-- Work task 1 --
Answer these questions from the aws-simple project description:
(a) Which Python version does the project state it supports?
(b) Which two environment variables are marked as required?
(c) Which way of configuring AWS credentials is recommended for production?
-- Work task 2 --
Write a continuation of the aws-simple project description, picking up after its final line of code.

Skip to main content

A clean, simple wrapper around AWS services (S3, Textract, Bedrock)

Project description

aws-simple

A clean, simple Python wrapper around AWS services (S3, Textract, Bedrock).

Features

  • Simple API: Clean, intuitive interface without exposing Boto3 complexity
  • Environment-based configuration: No credentials or config in code
  • Structured Textract output: Transforms AWS Blocks into clean, serializable JSON
  • Type-safe: Fully typed with Python 3.10+ support
  • Production-ready: Works with IAM roles, Docker, CI/CD pipelines

Installation

pip install aws-simple

Or install from source:

pip install -e .

Configuration

All configuration is done via environment variables:

# Required
export AWS_REGION=us-east-1
export AWS_S3_BUCKET=my-bucket-name

# Optional
export AWS_PROFILE=my-profile  # For local development
export AWS_BEDROCK_MODEL_ID=anthropic.claude-3-5-sonnet-20241022-v2:0
export AWS_TEXTRACT_REGION=us-east-1
export AWS_BEDROCK_REGION=us-east-1

Or use a .env file (see .env.example).

AWS Credentials

AWS credentials should be configured separately via:

  • IAM Role (recommended for production/EC2/ECS/Lambda)
  • ~/.aws/credentials file (for local development)
  • Environment variables AWS_ACCESS_KEY_ID and AWS_SECRET_ACCESS_KEY (not recommended)

Usage

S3 Operations

from aws_simple import s3

# Upload file
s3.upload_file("document.pdf", "docs/document.pdf")

# Download file
s3.download_file("docs/document.pdf", "/tmp/document.pdf")

# Read object as bytes
content = s3.read_object("docs/document.pdf")

# List objects
files = s3.list_objects(prefix="docs/")

# Check if object exists
exists = s3.object_exists("docs/document.pdf")

-- Extracted information --
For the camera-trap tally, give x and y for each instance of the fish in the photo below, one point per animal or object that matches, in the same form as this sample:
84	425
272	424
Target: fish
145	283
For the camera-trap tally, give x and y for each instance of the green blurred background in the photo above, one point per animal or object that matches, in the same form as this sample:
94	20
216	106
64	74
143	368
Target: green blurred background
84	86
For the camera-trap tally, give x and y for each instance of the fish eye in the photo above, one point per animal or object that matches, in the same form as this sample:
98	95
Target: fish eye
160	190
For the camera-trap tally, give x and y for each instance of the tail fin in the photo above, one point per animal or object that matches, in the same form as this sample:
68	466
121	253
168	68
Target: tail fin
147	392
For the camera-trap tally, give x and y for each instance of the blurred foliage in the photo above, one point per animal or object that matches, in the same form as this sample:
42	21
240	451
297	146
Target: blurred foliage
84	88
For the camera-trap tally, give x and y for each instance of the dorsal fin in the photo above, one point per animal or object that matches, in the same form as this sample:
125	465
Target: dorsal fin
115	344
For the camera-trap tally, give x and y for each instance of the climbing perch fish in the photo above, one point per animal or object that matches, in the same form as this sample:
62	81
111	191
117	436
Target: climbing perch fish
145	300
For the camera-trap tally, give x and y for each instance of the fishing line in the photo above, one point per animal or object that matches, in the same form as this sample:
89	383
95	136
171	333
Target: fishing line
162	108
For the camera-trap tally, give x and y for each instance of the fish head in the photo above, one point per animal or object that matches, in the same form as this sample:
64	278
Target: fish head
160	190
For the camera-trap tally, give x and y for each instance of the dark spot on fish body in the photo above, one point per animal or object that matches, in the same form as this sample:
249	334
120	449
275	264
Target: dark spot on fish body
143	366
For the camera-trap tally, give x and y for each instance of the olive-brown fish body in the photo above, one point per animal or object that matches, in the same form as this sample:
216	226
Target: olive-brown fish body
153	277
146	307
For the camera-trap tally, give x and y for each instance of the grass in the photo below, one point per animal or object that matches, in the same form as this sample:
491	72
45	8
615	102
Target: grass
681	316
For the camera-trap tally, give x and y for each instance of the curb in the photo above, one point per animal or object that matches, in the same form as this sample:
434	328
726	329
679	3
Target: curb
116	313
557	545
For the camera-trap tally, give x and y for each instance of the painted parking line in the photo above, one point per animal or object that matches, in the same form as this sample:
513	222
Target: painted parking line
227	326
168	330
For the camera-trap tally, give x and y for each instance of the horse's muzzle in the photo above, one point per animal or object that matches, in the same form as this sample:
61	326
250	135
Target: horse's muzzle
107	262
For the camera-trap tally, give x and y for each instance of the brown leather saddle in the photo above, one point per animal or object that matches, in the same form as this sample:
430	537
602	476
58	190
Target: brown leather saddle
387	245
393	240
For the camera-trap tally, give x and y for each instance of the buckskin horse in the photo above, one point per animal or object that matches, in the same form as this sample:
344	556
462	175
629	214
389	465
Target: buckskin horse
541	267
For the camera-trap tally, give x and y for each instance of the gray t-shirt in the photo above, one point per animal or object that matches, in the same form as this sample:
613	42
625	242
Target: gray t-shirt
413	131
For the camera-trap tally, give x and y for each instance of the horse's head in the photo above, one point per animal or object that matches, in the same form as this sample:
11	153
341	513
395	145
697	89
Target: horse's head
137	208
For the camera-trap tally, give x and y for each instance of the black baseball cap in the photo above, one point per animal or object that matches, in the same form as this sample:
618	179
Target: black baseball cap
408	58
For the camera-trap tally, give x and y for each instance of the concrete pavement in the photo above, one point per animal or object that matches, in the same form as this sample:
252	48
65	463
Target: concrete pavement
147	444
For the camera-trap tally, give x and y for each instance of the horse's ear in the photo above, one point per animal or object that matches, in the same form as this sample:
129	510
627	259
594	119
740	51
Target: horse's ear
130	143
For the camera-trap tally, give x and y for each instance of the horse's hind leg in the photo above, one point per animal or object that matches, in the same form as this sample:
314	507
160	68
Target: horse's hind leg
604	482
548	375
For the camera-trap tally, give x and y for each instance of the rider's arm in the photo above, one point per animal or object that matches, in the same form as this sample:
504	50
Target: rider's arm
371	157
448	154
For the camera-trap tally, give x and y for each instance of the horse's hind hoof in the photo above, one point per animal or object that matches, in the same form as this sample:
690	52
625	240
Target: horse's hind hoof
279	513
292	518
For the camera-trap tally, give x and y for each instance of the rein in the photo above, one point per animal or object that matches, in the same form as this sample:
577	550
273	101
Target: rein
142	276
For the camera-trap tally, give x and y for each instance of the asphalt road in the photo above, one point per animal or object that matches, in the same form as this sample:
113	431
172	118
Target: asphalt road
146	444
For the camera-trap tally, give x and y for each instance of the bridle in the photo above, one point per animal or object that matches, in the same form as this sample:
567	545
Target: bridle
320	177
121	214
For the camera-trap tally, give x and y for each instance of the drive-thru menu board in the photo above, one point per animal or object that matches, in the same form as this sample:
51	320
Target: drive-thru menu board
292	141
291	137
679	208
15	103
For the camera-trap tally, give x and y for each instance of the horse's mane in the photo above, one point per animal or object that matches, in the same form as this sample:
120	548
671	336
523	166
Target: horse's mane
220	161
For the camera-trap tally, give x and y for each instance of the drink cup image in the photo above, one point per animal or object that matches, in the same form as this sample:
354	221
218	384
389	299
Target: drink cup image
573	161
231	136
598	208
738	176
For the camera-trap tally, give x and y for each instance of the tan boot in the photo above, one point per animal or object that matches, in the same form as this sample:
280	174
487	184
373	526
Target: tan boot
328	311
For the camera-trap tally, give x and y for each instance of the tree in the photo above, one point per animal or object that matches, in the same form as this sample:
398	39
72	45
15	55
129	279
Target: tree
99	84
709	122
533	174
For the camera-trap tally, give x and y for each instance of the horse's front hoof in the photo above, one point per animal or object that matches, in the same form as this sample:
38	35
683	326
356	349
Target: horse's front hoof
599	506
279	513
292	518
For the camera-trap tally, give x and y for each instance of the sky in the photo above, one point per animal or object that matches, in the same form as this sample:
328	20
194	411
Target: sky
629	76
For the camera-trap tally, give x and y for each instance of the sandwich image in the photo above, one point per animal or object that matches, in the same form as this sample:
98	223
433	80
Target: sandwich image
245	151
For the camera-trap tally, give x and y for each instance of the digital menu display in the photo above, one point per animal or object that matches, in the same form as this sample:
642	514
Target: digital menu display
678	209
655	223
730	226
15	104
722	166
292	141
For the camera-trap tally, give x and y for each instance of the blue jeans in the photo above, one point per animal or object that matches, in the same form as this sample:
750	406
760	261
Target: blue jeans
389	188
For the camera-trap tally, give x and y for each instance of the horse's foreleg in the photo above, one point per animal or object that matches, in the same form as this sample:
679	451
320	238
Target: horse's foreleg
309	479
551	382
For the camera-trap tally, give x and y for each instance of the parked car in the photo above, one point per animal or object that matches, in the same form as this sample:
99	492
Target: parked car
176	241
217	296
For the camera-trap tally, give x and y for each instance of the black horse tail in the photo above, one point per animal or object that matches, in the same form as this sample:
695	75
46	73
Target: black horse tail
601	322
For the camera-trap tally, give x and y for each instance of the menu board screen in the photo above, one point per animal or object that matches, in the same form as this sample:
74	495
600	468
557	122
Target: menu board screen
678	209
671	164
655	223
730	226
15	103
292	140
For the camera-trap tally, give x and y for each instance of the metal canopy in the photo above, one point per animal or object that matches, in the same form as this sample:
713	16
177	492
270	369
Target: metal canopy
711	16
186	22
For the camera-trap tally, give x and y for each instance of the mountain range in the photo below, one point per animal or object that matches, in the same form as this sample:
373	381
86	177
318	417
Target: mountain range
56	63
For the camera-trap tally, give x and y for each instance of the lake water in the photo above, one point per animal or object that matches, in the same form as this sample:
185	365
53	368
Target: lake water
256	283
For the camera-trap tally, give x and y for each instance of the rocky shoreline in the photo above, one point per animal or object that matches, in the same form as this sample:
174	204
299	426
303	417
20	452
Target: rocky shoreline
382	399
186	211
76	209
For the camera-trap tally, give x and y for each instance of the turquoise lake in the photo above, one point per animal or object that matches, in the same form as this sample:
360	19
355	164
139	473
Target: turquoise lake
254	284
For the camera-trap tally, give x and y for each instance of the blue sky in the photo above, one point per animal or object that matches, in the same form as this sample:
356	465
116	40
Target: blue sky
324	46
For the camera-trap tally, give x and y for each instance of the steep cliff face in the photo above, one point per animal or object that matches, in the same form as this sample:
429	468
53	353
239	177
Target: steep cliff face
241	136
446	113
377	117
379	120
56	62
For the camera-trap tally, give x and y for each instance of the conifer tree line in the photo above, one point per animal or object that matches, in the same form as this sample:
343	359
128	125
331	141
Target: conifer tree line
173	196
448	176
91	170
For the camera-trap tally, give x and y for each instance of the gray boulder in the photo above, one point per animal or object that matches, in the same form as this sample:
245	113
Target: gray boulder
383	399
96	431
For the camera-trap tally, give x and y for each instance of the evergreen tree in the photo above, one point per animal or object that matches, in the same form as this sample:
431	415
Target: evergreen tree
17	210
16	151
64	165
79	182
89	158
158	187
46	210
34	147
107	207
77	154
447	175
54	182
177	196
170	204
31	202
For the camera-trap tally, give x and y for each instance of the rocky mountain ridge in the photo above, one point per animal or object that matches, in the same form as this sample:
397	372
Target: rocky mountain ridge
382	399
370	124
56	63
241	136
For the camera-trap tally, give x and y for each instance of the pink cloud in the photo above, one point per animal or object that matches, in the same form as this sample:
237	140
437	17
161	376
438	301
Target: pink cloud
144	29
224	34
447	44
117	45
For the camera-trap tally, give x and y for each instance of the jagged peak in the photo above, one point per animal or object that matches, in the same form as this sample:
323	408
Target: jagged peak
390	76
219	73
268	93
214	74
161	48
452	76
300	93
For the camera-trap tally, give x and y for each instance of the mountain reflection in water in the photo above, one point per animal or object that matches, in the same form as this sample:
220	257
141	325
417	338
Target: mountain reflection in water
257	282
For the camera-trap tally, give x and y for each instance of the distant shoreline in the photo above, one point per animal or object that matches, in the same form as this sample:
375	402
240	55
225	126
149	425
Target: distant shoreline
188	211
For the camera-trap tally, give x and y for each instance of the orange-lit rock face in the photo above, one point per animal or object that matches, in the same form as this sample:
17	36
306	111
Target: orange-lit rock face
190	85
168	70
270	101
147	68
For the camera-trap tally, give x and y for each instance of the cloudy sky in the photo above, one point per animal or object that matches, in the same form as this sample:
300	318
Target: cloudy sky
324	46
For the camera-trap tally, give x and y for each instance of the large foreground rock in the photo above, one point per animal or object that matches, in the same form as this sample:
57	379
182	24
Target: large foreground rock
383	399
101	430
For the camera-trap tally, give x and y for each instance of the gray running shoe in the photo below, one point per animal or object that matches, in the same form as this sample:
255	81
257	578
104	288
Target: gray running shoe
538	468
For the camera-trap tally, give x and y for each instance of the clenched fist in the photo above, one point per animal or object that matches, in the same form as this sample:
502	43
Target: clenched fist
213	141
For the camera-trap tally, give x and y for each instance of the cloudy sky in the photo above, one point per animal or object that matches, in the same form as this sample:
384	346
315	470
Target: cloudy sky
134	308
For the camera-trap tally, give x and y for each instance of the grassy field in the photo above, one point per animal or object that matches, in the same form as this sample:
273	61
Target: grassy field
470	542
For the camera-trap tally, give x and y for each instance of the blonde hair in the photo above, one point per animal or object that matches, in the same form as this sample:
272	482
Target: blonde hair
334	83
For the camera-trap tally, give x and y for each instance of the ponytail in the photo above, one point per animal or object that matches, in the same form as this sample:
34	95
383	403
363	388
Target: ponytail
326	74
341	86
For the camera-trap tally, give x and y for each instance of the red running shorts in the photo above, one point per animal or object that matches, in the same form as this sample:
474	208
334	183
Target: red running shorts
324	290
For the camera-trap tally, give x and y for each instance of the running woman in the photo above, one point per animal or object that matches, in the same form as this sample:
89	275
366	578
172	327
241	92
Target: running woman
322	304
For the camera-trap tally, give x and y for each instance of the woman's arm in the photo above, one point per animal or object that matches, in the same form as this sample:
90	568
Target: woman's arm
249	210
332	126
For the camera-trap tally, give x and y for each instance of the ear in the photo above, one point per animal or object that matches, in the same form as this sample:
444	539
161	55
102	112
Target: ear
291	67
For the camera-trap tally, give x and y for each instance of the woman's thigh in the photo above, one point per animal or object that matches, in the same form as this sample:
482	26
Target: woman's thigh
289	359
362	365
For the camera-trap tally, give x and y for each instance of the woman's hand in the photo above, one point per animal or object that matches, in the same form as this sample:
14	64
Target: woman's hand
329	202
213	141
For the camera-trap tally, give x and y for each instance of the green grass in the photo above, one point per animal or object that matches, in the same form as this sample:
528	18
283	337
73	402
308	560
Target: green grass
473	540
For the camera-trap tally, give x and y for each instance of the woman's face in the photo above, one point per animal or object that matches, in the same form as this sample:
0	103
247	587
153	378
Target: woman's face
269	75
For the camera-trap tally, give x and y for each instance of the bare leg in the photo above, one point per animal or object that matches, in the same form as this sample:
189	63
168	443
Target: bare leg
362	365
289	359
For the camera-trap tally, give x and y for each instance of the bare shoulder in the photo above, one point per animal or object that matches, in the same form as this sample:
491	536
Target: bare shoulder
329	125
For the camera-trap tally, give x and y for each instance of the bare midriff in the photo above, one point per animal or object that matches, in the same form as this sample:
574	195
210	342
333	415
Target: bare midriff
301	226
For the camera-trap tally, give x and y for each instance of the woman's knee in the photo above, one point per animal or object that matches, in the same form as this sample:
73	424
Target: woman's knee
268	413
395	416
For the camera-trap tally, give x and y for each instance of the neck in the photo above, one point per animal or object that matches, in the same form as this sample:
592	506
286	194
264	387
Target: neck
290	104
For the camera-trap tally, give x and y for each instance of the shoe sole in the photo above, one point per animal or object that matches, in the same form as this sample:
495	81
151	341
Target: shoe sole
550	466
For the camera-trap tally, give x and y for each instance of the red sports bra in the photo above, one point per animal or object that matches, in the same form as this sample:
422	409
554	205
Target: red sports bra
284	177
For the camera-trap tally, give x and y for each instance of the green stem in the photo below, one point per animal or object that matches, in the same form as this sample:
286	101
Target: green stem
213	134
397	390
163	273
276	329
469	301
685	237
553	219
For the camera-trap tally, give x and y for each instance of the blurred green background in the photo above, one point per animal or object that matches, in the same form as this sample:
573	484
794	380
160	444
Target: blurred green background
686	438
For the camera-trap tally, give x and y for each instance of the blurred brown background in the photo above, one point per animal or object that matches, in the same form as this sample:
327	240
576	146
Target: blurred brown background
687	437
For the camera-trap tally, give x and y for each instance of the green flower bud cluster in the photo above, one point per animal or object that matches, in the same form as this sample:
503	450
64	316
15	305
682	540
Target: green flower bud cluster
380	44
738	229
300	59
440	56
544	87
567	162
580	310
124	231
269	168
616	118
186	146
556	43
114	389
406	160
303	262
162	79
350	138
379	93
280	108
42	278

-- Response area 1 --
(a) Python 3.10+
(b) AWS_REGION and AWS_S3_BUCKET
(c) An IAM Role

-- Response area 2 --
Textract - Document Extraction

from aws_simple import textract
import json

# Extract from local file (with tables)
doc = textract.extract_text_from_file("invoice.pdf")

# Extract from S3 (with tables)
doc = textract.extract_text_from_s3("docs/invoice.pdf")

# Access structured data
print(doc.full_text)  # All text concatenated
print(f"Pages: {len(doc.pages)}")

# Access page details
page = doc.pages[0]
print(f"Lines: {len(page.lines)}")
print(f"Tables: {len(page.tables)}")

# Access lines
for line in page.lines:
    print(f"{line.text} (confidence: {line.confidence})")

# Access tables
for table in page.tables:
    print(f"Table: {table.rows}x{table.columns}")
    print(table.cells)  # 2D matrix of cell values

# Serialize to JSON
doc_json = doc.to_dict()
with open("result.json", "w") as f:
    json.dump(doc_json, f, indent=2)

# Simple text extraction (faster, no tables)
text = textract.extract_text_simple_from_file("document.pdf")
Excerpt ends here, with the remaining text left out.